- _SHORT TASK A_
Rewrite the records below, replacing "orange physalis husk" with "ripe physalis husk" and leaving everything else unchanged.

We all have favorite things. Objects, songs, books, plants, people, ideals and notions...whatever. Often, why a particular item is favored over another of similar construction and purpose are hard to pin down. It becomes a prized possession for any number of reasons.
Longevity perhaps. We have had this thing in our lives for so long, it's presence is taken for granted and when it is gone or destroyed, a small hole is left where it once stood. Take my life long love of bicycles and the activities associated with them. I cannot remember my first bike ride. All I know is bicycles have been part of my life for as long as I can remember. I love riding them, building them, fixing them, and selling them. Should I lose the ability to enjoy any or all the facets of cycling, the quality of my lifestyle would plummet.
I had a favorite coffee cup once upon a time. It held 16 ounces of Joe, was decently insulated and was shaped like an old Coca Cola glass, the kind you might have used to enjoy a true soda fountain Coke while your mom shopped til she dropped in Kresge's or whatever five and dime you had in your hometown.
This cup was my favorite all time coffee cup until it fell off the back of my pick up as I turned onto 109 on my way to the bike shop one morning. I had carelessly set it on the bumper to unlock the truck and forgotten it. I like to think that it too had some affinity for me also. It clung on for a mile over the serious bumps and pot holes of Sam Page Road before it lost its grip, finally plummeting to it's death as the vehicle behind me flattened it like a pancake. Ever since it's untimely demise, I have tried to embrace other coffee cups, but none will fill the void like that coffee cup shaped like a Coke glass did.
Which brings me to the chair. It is an old chair. Definitely an antique. It has been in my family since it was bought or made new back in the day of handlebar mustaches and gay ladies in bustles and rigid corsets. It may even be older. I do not know or care. I inherited it from my aunt after she died. It was not bequeathed to me specifically. It was but part of the jumble of stuff left after Aunt Helen decided to die.
When I saw it among the pile of old furniture and dusty cardboard boxes, I remembered it immediately. It used to sit in the carriage house next to the main house at "Half Way Up Farm" here in Acton. I always would gravitate to it when we were out in the carriage house. We were out there quite often, as the carriage house when I was a short tacker was the game room. Instead of carriages, there was a huge ping pong table, a card table set up to play board games and assemble one of the countless jig saw puzzles my aunt and uncle kept at the ready to keep the idle hands and minds of visiting children busy and out of mischief. There were other chairs to sit on while waiting my turn to play ping pong or play cribbage. I always picked this one.
So what to do with this chair that brought back the fond memories associated with summer and visits to Maine? I could not set it up in the house. Our house was already overfilled with the accumulated furniture from four different households.........Hmm.

- _SHORT TASK B_
Copy the essay about favorite things word for word, from "Longevity perhaps. We" up to and including "lifestyle would plummet.".

- _MATERIAL FOR THE TASK_
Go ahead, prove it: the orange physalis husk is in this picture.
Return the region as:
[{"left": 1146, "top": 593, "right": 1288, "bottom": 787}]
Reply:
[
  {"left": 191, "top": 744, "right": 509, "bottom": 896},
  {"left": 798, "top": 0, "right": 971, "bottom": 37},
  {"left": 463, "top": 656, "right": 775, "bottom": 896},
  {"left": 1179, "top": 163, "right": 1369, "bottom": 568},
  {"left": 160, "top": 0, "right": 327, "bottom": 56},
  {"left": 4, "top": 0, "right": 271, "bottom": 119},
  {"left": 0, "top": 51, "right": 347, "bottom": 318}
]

- _COMPLETE ANSWER A_
Go ahead, prove it: the ripe physalis husk is in this picture.
Return the region as:
[{"left": 1146, "top": 593, "right": 1288, "bottom": 787}]
Reply:
[
  {"left": 191, "top": 744, "right": 509, "bottom": 896},
  {"left": 798, "top": 0, "right": 971, "bottom": 37},
  {"left": 463, "top": 656, "right": 775, "bottom": 896},
  {"left": 1179, "top": 163, "right": 1369, "bottom": 568},
  {"left": 160, "top": 0, "right": 327, "bottom": 56},
  {"left": 4, "top": 0, "right": 271, "bottom": 119},
  {"left": 0, "top": 51, "right": 347, "bottom": 318}
]

- _COMPLETE ANSWER B_
Longevity perhaps. We have had this thing in our lives for so long, it's presence is taken for granted and when it is gone or destroyed, a small hole is left where it once stood. Take my life long love of bicycles and the activities associated with them. I cannot remember my first bike ride. All I know is bicycles have been part of my life for as long as I can remember. I love riding them, building them, fixing them, and selling them. Should I lose the ability to enjoy any or all the facets of cycling, the quality of my lifestyle would plummet.